[SUPPLIED RECORDS]:
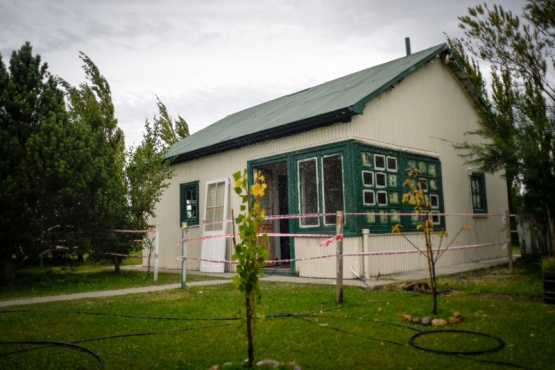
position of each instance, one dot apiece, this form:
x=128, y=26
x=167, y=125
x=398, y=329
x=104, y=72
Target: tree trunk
x=117, y=264
x=8, y=269
x=249, y=301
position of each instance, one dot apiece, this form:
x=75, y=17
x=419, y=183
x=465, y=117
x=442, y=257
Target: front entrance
x=276, y=203
x=215, y=211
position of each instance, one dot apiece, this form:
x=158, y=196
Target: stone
x=268, y=363
x=293, y=366
x=439, y=322
x=426, y=320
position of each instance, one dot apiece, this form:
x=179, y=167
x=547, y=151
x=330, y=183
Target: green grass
x=197, y=327
x=34, y=281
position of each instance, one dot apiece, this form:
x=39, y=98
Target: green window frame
x=189, y=203
x=382, y=175
x=478, y=191
x=320, y=186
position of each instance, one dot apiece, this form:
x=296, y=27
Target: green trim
x=358, y=107
x=478, y=192
x=376, y=177
x=183, y=190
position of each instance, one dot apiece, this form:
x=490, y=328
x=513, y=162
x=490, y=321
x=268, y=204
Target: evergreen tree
x=147, y=172
x=36, y=173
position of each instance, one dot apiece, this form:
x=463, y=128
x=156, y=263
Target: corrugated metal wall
x=426, y=113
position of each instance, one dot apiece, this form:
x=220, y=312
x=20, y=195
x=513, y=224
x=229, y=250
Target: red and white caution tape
x=361, y=254
x=135, y=231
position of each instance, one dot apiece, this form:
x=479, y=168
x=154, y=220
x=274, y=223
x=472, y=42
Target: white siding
x=426, y=113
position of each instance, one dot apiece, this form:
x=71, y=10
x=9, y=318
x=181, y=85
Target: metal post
x=183, y=254
x=509, y=243
x=364, y=247
x=339, y=247
x=156, y=250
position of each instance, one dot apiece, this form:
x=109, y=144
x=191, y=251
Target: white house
x=342, y=145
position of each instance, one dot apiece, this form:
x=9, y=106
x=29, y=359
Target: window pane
x=392, y=164
x=369, y=198
x=380, y=180
x=379, y=162
x=368, y=178
x=332, y=168
x=188, y=203
x=308, y=191
x=382, y=198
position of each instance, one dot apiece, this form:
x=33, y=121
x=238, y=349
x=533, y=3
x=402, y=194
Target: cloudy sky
x=206, y=59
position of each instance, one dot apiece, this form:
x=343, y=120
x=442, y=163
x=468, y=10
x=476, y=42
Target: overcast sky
x=207, y=59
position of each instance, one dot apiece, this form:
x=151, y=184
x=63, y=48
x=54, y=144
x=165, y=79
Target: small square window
x=433, y=184
x=392, y=180
x=478, y=189
x=382, y=198
x=379, y=162
x=395, y=217
x=368, y=178
x=380, y=180
x=424, y=184
x=393, y=197
x=434, y=201
x=369, y=198
x=367, y=159
x=392, y=164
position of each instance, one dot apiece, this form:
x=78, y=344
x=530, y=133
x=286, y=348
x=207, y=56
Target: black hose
x=500, y=342
x=53, y=343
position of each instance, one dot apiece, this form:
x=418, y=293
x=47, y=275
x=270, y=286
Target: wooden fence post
x=339, y=250
x=509, y=243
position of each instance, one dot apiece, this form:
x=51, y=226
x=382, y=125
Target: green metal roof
x=331, y=102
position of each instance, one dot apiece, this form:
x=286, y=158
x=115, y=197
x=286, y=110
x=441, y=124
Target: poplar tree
x=169, y=130
x=521, y=123
x=104, y=204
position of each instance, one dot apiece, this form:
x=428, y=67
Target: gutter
x=338, y=116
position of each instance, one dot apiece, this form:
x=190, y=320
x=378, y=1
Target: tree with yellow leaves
x=417, y=199
x=251, y=252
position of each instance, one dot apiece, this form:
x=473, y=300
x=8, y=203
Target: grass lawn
x=198, y=327
x=34, y=281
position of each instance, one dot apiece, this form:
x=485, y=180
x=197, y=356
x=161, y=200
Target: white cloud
x=207, y=59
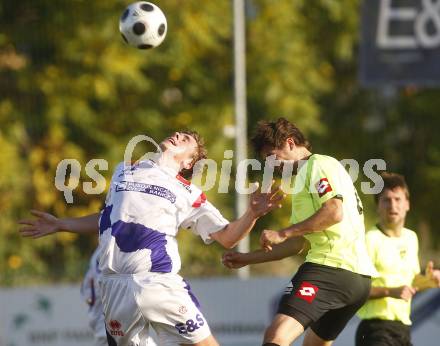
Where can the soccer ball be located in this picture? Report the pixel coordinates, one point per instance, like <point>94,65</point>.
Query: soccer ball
<point>143,25</point>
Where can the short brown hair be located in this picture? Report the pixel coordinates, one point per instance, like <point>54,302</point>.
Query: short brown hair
<point>201,152</point>
<point>273,135</point>
<point>392,181</point>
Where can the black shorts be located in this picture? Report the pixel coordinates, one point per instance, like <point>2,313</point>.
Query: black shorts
<point>324,298</point>
<point>376,332</point>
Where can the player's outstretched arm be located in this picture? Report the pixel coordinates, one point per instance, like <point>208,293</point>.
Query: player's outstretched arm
<point>329,214</point>
<point>431,278</point>
<point>44,224</point>
<point>260,204</point>
<point>234,260</point>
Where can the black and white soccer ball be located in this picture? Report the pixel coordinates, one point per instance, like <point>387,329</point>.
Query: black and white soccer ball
<point>143,25</point>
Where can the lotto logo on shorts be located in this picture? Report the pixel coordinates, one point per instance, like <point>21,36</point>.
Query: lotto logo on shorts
<point>115,328</point>
<point>307,291</point>
<point>323,187</point>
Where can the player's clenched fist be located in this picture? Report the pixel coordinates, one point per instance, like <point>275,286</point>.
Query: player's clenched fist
<point>234,260</point>
<point>42,225</point>
<point>269,238</point>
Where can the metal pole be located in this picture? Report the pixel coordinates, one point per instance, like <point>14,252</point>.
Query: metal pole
<point>241,200</point>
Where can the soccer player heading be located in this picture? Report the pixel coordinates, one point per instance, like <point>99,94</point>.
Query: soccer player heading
<point>146,205</point>
<point>334,281</point>
<point>393,249</point>
<point>138,257</point>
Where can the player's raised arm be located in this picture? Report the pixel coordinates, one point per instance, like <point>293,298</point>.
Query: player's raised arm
<point>260,204</point>
<point>44,224</point>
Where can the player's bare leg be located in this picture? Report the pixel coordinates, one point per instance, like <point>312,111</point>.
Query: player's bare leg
<point>209,341</point>
<point>283,330</point>
<point>311,339</point>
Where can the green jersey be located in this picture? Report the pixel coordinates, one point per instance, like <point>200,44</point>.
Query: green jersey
<point>396,259</point>
<point>341,245</point>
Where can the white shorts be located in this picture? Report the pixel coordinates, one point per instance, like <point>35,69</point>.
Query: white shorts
<point>132,303</point>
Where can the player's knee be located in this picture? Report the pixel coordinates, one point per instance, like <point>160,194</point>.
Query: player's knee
<point>270,336</point>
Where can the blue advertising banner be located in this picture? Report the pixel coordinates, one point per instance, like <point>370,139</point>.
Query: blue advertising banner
<point>400,43</point>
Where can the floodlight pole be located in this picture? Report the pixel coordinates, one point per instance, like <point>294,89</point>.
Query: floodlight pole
<point>241,200</point>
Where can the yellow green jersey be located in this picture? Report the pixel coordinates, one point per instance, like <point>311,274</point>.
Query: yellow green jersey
<point>342,245</point>
<point>397,262</point>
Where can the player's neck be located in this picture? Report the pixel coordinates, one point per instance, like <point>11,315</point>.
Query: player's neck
<point>391,230</point>
<point>169,163</point>
<point>301,154</point>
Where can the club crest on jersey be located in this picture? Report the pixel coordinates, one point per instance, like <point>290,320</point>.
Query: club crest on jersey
<point>323,186</point>
<point>115,328</point>
<point>150,189</point>
<point>307,291</point>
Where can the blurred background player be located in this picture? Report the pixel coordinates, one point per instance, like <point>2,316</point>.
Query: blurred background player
<point>335,279</point>
<point>394,252</point>
<point>138,256</point>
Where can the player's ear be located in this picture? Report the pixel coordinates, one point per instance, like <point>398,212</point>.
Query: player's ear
<point>291,143</point>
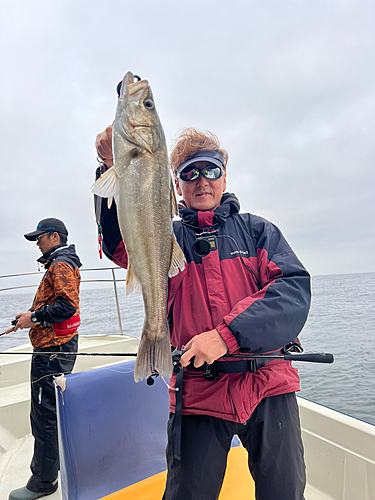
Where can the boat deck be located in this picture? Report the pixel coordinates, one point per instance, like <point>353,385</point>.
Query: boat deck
<point>339,450</point>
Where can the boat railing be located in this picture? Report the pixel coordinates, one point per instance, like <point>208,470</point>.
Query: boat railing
<point>111,271</point>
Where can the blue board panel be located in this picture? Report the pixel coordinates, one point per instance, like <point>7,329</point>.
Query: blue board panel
<point>112,431</point>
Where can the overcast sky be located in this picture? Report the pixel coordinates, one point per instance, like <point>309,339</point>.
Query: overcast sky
<point>287,86</point>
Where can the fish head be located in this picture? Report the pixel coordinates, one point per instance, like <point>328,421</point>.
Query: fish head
<point>136,119</point>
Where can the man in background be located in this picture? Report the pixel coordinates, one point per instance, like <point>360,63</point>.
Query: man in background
<point>53,320</point>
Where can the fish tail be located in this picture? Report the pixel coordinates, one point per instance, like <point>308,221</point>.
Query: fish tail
<point>153,355</point>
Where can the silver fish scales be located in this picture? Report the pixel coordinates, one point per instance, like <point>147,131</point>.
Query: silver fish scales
<point>141,184</point>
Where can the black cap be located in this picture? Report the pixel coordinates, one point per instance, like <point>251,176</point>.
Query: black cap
<point>46,225</point>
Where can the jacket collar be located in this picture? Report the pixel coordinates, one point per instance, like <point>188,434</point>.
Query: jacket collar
<point>229,205</point>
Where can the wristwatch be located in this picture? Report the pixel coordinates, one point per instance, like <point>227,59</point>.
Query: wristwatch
<point>33,317</point>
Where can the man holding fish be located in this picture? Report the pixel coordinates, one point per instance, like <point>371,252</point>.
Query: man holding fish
<point>239,289</point>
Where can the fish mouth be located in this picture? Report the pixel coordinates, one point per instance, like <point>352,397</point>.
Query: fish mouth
<point>131,90</point>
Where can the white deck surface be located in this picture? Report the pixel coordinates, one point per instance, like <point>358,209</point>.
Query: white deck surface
<point>339,450</point>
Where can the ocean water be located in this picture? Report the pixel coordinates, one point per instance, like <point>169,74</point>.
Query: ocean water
<point>341,322</point>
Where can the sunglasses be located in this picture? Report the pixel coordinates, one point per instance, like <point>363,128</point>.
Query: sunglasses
<point>38,238</point>
<point>192,173</point>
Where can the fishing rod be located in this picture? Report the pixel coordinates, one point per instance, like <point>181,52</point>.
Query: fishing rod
<point>14,322</point>
<point>176,355</point>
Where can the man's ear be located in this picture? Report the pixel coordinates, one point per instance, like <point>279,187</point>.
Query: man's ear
<point>178,189</point>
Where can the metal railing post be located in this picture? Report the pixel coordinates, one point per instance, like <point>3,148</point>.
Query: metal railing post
<point>117,303</point>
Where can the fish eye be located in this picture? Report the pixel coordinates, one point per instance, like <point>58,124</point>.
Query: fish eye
<point>149,104</point>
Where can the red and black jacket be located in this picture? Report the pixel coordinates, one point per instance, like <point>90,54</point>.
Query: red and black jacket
<point>250,286</point>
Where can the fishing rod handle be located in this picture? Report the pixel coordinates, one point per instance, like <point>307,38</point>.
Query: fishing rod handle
<point>323,357</point>
<point>7,331</point>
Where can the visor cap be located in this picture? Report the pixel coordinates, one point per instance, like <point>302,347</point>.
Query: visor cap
<point>46,225</point>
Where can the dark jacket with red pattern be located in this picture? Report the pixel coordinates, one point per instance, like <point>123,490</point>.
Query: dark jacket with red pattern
<point>258,308</point>
<point>57,297</point>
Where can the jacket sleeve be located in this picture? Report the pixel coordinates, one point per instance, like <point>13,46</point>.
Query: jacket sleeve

[WORK INSTRUCTION]: Set down only the lines above that fall between the line holding "x=20, y=195" and the line holding "x=181, y=85", inclusive, keeping each exact.

[RESULT BELOW]:
x=20, y=195
x=513, y=224
x=229, y=250
Target: red and white caution tape
x=361, y=254
x=135, y=231
position of each instance, one dot apiece, this form:
x=479, y=168
x=154, y=220
x=274, y=223
x=472, y=42
Target: white siding
x=426, y=113
position of each instance, one dot apiece, this form:
x=71, y=10
x=9, y=318
x=181, y=85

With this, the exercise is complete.